--- START ---

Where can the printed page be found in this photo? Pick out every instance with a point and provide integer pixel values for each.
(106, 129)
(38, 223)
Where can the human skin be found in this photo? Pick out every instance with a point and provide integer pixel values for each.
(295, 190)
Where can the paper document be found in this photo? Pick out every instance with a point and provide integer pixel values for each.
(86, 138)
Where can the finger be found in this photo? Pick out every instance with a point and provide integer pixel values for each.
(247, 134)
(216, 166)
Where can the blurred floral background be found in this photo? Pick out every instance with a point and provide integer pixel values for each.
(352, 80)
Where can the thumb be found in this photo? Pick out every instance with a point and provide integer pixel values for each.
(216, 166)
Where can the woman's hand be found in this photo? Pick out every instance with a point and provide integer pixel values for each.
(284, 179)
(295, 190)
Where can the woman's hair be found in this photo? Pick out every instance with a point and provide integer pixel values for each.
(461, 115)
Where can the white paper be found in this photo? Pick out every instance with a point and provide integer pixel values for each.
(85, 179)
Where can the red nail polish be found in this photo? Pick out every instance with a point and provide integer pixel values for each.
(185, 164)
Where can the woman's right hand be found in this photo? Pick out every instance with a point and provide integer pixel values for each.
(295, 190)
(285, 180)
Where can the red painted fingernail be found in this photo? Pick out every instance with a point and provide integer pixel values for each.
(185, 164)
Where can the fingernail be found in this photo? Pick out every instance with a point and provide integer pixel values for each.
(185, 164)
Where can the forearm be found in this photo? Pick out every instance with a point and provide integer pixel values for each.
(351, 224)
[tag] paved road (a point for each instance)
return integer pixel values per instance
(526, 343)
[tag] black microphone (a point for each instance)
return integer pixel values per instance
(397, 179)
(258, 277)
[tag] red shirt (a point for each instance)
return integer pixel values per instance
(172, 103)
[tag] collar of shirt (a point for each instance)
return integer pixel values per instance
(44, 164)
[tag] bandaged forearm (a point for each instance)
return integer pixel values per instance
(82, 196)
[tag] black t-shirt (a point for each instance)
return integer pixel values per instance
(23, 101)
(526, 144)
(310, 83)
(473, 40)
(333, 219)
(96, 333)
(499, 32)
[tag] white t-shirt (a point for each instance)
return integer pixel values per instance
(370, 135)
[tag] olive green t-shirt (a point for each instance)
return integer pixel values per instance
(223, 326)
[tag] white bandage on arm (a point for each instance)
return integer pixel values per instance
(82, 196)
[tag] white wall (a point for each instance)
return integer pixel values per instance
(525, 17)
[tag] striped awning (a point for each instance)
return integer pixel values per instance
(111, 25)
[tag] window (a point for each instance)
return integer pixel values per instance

--- END ---

Everything in the listing above should be repeated exactly.

Where can the printed page be found in this photo? Pick out every instance with a point and provide integer pixel values for each.
(106, 129)
(38, 223)
Where can the human skin be found in this photo? Pick out every instance with a point and provide integer pixel values for each.
(295, 190)
Where can the paper document be found in this photo? Pick out every instance with a point and provide integer pixel values for each.
(86, 138)
Where can the finger be found in this photo? Pick out every instance with a point and provide integer pixel values for each.
(247, 134)
(216, 166)
Where can the blurred floral background be found in this photo? Pick out every instance with a point and provide integer pixel values for each.
(352, 80)
Where can the thumb be found in this photo? Pick out every instance with a point and provide integer pixel values for each.
(216, 166)
Where can the woman's hand be found in this photo? Pick out every instance with a point and provide integer pixel values for each.
(284, 179)
(295, 190)
Where can the woman's hair be found in this photo? Pick out every instance with a point and provide integer pixel values for each.
(461, 115)
Where can the white paper be found in this photo? Pick out every instance with a point and provide integer pixel values for each.
(85, 179)
Where can the red nail polish be found in this photo? Pick out every instance with a point and provide integer pixel values for each.
(185, 164)
Where can the woman's right hand be found in this photo? Pick out every instance with a point and provide integer pixel values for each.
(295, 190)
(285, 180)
Where can the red painted fingernail be found in this photo? Pick out every instance with a point and provide integer pixel values for each.
(185, 164)
Where can the fingernail be found in this photo? Pick out every instance with a point and provide integer pixel values for each.
(185, 164)
Where can the forearm be found in this photo? Pick out every instance with a point and provide integer pixel values for each.
(351, 224)
[tag] paved road (a point for each instance)
return integer pixel values per instance
(526, 343)
[tag] black microphone (a point for each instance)
return integer pixel values per instance
(397, 179)
(258, 277)
[tag] red shirt (a point for each instance)
return integer pixel values per instance
(172, 103)
[tag] collar of shirt (a point for each instance)
return integer pixel values per instance
(44, 164)
[tag] bandaged forearm (a point for each instance)
return integer pixel values per instance
(82, 196)
[tag] black t-shirt (a point for each instance)
return integer pixel values per instance
(23, 101)
(526, 144)
(310, 83)
(473, 40)
(333, 219)
(96, 333)
(499, 32)
[tag] white t-shirt (a point for each instance)
return integer pixel values per instance
(370, 135)
[tag] olive green t-shirt (a point for each instance)
return integer pixel values per instance
(223, 326)
[tag] white bandage on arm (a point for each instance)
return integer pixel values per instance
(82, 196)
[tag] white wall (a point for each instance)
return integer pixel values per instance
(525, 17)
[tag] striped awning (a point for each instance)
return integer pixel values per instance
(111, 25)
[tag] window (a point for each instance)
return integer pixel values per instance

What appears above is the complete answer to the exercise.